* start Text extract *

The rebrand, unveiled in India on 27 February, 2026, marks a structural shift in business model and identity. Once synonymous with married dating, the company now describes itself as the “premier destination for discreet dating” under a new tagline: Where Desire Meets Discretion.
The pivot is data-driven. Internal figures show that 57 per cent of global sign-ups between 1 January and 31 December, 2025 identified as single: a notable departure from the platform’s married core. The company argues that its community has already evolved beyond its original positioning.
“In an age where our lives have been constantly put on public display, privacy has become the new luxury,” said Ashley Madison chief strategy officer Paul Keable. He framed the platform’s offering as “ethical discretion” for singles, separated, divorced and non-monogamous users seeking private connections.
The shift also taps into wider digital fatigue. A global survey conducted by YouGov for Ashley Madison, covering 13,071 adults across Australia, Brazil, Canada, Germany, India, Italy, Mexico, Spain, Switzerland, the UK and the US, found mounting discomfort with hyper-public online lives.

* end Text extract *

◆ Exercise set ◆
1. Copy the passage on the Ashley Madison rebrand word for word, starting at "The pivot is" and ending at "seeking private connections.".
2. According to the passage on the Ashley Madison rebrand, what share of global sign-ups in 2025 identified as single?
3. Continue the passage on the Ashley Madison rebrand from its last sentence.

* start Extracted material *

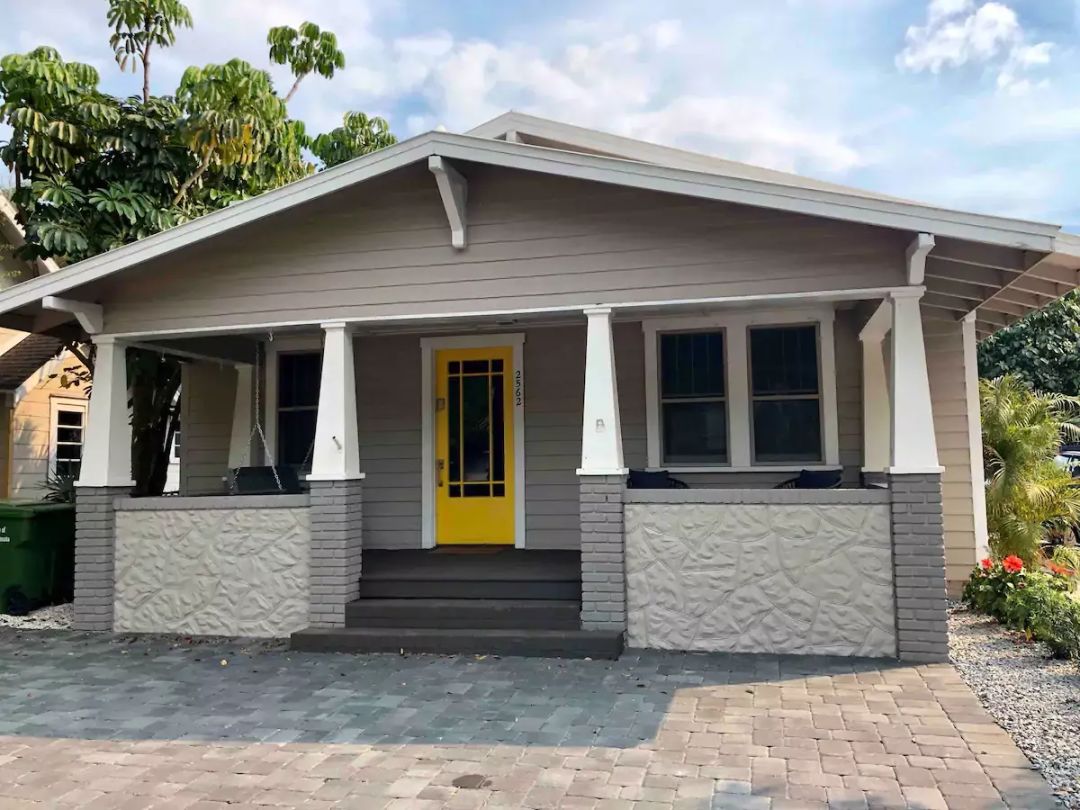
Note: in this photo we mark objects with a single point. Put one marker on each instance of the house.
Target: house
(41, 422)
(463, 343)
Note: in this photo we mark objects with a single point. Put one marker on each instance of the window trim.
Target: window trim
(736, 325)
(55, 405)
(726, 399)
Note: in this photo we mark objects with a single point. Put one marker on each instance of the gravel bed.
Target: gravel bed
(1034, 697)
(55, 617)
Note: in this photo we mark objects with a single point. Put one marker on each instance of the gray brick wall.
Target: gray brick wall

* end Extracted material *
* start Extracted material *

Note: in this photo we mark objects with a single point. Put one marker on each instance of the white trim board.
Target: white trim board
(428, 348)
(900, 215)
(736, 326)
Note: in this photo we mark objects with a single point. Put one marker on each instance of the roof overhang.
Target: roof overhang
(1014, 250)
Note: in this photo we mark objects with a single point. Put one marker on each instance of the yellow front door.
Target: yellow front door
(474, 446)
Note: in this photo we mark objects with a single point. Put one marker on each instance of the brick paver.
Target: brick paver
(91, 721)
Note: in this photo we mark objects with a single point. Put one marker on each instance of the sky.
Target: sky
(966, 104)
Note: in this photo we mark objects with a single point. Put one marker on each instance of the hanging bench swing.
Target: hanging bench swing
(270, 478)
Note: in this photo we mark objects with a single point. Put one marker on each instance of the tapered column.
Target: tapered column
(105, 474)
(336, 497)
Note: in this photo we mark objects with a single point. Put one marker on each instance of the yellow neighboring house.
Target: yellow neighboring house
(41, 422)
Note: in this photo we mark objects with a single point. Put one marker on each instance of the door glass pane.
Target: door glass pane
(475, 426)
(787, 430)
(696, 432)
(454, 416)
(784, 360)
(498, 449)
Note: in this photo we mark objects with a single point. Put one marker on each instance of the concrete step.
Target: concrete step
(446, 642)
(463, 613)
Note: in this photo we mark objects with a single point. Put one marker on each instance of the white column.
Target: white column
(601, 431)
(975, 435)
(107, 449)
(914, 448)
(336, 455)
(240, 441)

* end Extracted material *

◆ Answers to the exercise ◆
1.
The pivot is data-driven. Internal figures show that 57 per cent of global sign-ups between 1 January and 31 December, 2025 identified as single: a notable departure from the platform’s married core. The company argues that its community has already evolved beyond its original positioning.
“In an age where our lives have been constantly put on public display, privacy has become the new luxury,” said Ashley Madison chief strategy officer Paul Keable. He framed the platform’s offering as “ethical discretion” for singles, separated, divorced and non-monogamous users seeking private connections.

2. 57 percent

3.
Among dating app users, 30 per cent cited constant swiping and messaging as a source of fatigue, while 24 per cent pointed to pressure to curate public-facing profiles and early personal disclosure. Some 27 per cent said fears of screenshots or information being shared contributed to exhaustion; an equal share cited unwanted attention.
The retreat from oversharing appears broader. According to the survey, 46 per cent of adults actively try to keep most aspects of their life private online. Only 8 per cent feel comfortable sharing most aspects publicly, while 35 per cent say they are becoming more selective about what they disclose.
Ashley Madison is betting that this cultural recalibration towards controlled visibility can be monetised. By doubling down on privacy infrastructure and reframing itself around discretion rather than infidelity, the company is attempting to convert reputational baggage into a premium proposition.